*Excerpts from point annotation data*:
• • • • •

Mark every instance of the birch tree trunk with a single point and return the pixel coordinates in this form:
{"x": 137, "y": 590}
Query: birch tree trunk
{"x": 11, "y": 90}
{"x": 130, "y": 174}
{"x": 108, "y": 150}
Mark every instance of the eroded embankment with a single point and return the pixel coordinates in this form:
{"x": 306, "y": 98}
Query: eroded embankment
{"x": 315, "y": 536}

• • • • •

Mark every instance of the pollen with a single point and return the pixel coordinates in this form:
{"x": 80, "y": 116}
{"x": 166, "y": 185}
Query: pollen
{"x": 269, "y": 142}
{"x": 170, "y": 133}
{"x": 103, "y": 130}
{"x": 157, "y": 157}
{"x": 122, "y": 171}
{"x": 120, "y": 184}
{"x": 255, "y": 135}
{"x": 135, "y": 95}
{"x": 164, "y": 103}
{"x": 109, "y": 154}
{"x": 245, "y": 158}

• • • • •

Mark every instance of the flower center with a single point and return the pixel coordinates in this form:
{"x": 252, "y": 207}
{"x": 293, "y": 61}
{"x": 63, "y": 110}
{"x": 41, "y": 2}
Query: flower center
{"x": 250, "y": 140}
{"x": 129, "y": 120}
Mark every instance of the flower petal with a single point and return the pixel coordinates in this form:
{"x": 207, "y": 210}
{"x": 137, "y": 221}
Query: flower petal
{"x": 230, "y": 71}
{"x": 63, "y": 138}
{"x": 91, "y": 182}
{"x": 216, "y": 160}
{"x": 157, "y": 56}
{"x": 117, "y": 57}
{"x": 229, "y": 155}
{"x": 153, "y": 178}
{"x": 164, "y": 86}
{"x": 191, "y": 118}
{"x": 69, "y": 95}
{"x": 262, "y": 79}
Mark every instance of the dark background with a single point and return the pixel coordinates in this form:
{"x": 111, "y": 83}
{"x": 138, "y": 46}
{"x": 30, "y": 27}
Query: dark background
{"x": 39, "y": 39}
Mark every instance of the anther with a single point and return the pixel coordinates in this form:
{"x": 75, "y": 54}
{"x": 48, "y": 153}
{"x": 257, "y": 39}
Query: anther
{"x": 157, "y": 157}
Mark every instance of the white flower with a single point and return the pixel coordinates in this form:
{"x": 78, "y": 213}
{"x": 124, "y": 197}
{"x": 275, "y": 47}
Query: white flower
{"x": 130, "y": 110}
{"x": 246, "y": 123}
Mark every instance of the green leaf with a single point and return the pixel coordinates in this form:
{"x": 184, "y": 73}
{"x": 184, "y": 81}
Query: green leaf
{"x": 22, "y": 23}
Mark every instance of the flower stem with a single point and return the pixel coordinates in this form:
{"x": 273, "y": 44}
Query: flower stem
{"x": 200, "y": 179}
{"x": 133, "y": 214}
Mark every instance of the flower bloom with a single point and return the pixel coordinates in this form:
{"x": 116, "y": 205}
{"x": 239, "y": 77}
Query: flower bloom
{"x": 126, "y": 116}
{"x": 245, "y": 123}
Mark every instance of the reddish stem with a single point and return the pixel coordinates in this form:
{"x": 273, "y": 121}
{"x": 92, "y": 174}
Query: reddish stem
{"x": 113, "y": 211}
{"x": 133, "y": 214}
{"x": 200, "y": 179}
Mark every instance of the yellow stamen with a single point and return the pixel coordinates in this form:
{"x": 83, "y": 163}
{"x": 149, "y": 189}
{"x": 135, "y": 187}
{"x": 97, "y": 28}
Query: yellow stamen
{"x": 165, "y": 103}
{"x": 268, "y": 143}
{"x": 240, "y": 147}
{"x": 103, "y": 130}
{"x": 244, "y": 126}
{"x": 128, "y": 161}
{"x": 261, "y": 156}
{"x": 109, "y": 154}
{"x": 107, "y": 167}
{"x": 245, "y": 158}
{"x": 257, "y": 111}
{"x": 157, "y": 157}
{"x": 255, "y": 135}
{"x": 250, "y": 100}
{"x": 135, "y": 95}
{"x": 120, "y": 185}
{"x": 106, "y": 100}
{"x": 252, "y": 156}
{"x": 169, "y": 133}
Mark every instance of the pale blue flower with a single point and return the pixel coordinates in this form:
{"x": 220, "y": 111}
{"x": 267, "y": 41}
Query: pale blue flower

• • • • •

Render as a numbered list the lines beginning with the one that contains "Mark every instance of the anther" and running through the one that contains "Query: pale blue flower", both included, leaving out any blank lines.

*REPLY TO THE TASK*:
1. Mark every instance of the anther with a single point and return the pixel coordinates in this form:
2. {"x": 75, "y": 54}
3. {"x": 48, "y": 153}
4. {"x": 257, "y": 39}
5. Query: anther
6. {"x": 157, "y": 157}
7. Mark every instance of the white flower with a single point and return the pixel coordinates in this form:
8. {"x": 78, "y": 213}
9. {"x": 124, "y": 197}
10. {"x": 275, "y": 47}
11. Query: white flower
12. {"x": 130, "y": 110}
13. {"x": 246, "y": 123}
14. Mark every instance of the green leaf with a single point and return the pixel coordinates in this form:
15. {"x": 184, "y": 73}
16. {"x": 184, "y": 81}
17. Query: green leaf
18. {"x": 22, "y": 23}
19. Mark every instance of the flower stem with a single point and return the pixel coordinates in this form:
20. {"x": 273, "y": 44}
21. Query: flower stem
22. {"x": 200, "y": 179}
23. {"x": 133, "y": 214}
24. Mark every instance of the flower bloom with a single point and return the pixel coordinates in this form:
25. {"x": 116, "y": 205}
26. {"x": 239, "y": 77}
27. Query: flower bloom
28. {"x": 126, "y": 116}
29. {"x": 245, "y": 123}
30. Mark every instance of the reddish stem with a single point and return the pixel coordinates in this form:
31. {"x": 273, "y": 121}
32. {"x": 92, "y": 174}
33. Query: reddish stem
34. {"x": 113, "y": 211}
35. {"x": 133, "y": 214}
36. {"x": 200, "y": 179}
37. Mark every instance of the yellow stamen with a single point and return the pixel coordinates in this form:
38. {"x": 83, "y": 163}
39. {"x": 149, "y": 189}
40. {"x": 135, "y": 187}
41. {"x": 97, "y": 28}
42. Query: yellow stamen
43. {"x": 165, "y": 103}
44. {"x": 268, "y": 143}
45. {"x": 240, "y": 147}
46. {"x": 103, "y": 130}
47. {"x": 244, "y": 126}
48. {"x": 128, "y": 161}
49. {"x": 261, "y": 156}
50. {"x": 109, "y": 154}
51. {"x": 107, "y": 167}
52. {"x": 245, "y": 158}
53. {"x": 257, "y": 111}
54. {"x": 157, "y": 157}
55. {"x": 255, "y": 135}
56. {"x": 250, "y": 100}
57. {"x": 135, "y": 95}
58. {"x": 120, "y": 185}
59. {"x": 106, "y": 100}
60. {"x": 252, "y": 156}
61. {"x": 169, "y": 133}
62. Mark every instance of the pale blue flower with a single point and return the pixel coordinates in this form:
63. {"x": 220, "y": 111}
64. {"x": 267, "y": 41}
65. Query: pale blue flower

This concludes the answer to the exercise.